- **Short task**: Please render the stretch of the material below, from the line containing "Would you be able to indicate the white" through the end, as a Markdown table with a "Row" column numbering each line and a "Line" column holding it, leaving out blank lines.

· · ·

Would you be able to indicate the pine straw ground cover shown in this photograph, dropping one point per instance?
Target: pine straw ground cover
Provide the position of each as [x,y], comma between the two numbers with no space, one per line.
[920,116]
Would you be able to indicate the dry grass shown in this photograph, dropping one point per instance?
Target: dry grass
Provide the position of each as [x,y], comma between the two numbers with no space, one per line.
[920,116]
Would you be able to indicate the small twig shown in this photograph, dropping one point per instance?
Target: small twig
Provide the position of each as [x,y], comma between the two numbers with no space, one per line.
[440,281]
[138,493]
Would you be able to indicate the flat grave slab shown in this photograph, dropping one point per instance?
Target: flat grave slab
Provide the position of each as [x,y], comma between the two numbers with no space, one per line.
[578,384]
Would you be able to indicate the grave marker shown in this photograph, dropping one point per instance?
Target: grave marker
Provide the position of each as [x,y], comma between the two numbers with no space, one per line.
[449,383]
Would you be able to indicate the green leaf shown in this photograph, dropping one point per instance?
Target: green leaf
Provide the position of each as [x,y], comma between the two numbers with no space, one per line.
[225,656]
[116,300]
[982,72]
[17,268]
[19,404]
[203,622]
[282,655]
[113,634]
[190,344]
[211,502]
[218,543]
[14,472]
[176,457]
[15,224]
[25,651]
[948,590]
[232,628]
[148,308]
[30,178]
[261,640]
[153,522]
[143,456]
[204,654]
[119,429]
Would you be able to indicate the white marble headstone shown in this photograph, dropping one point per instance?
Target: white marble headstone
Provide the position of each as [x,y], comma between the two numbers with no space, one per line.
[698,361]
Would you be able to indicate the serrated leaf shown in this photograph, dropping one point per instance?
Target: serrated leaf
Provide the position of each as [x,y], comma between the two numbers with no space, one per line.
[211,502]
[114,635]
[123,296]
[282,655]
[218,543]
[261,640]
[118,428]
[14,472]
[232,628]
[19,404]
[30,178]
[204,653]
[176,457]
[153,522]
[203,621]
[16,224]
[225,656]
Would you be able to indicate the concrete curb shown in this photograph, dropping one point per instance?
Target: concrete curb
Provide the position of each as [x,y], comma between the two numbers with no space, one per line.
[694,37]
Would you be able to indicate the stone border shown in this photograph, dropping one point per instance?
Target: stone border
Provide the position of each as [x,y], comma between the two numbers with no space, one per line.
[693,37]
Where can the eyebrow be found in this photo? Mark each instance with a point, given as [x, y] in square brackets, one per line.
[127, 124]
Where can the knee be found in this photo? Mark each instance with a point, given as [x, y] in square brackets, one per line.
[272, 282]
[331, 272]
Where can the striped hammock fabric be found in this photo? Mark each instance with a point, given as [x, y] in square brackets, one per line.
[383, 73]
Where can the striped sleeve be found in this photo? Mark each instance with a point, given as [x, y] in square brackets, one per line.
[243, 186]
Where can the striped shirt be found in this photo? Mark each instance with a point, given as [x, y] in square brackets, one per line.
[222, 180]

· · ·

- **Written response**:
| Row | Line |
|---|---|
| 1 | Would you be able to indicate the white marble headstone shown in this photograph, dropping one point per instance? |
| 2 | Target: white marble headstone |
| 3 | Provide the position of each as [x,y], comma between the two numbers with no space, one per line. |
| 4 | [698,361] |
| 5 | Would you be able to indicate the serrated leaf shown in this photograph, dropping one point per instance? |
| 6 | Target: serrated leaf |
| 7 | Provide the position of each as [x,y], comma between the two numbers with no space, one per line. |
| 8 | [211,502] |
| 9 | [114,635] |
| 10 | [123,296] |
| 11 | [282,655] |
| 12 | [218,543] |
| 13 | [261,640] |
| 14 | [118,428] |
| 15 | [14,472] |
| 16 | [232,628] |
| 17 | [19,404] |
| 18 | [30,178] |
| 19 | [204,653] |
| 20 | [176,457] |
| 21 | [153,522] |
| 22 | [203,621] |
| 23 | [16,224] |
| 24 | [225,656] |
| 25 | Would you be able to indicate the concrete curb shown in this photograph, dropping one point per instance? |
| 26 | Target: concrete curb |
| 27 | Provide the position of each as [x,y], comma between the two numbers with no space, one per line. |
| 28 | [694,37] |
| 29 | Would you be able to indicate the stone border shown in this photograph, dropping one point per instance? |
| 30 | Target: stone border |
| 31 | Provide the position of each as [x,y], comma between the two numbers with no space, one per line. |
| 32 | [693,37] |
| 33 | Where can the eyebrow be found in this photo? Mark each instance with a point, given as [x, y] in square brackets, one per line. |
| 34 | [127, 124] |
| 35 | Where can the knee be found in this photo? Mark each instance with a point, given as [x, y] in square brackets, one per line. |
| 36 | [272, 282] |
| 37 | [331, 272] |
| 38 | Where can the striped hammock fabric be found in this photo? Mark each instance with a point, given as [x, y] in square brackets, one per line. |
| 39 | [383, 73] |
| 40 | Where can the striped sleeve be found in this photo? Mark each instance with a point, given as [x, y] in square brackets, one per line. |
| 41 | [243, 186] |
| 42 | Where can the striped shirt be found in this photo? Mark each instance with a point, given as [x, y] in square brackets, one per line. |
| 43 | [222, 180] |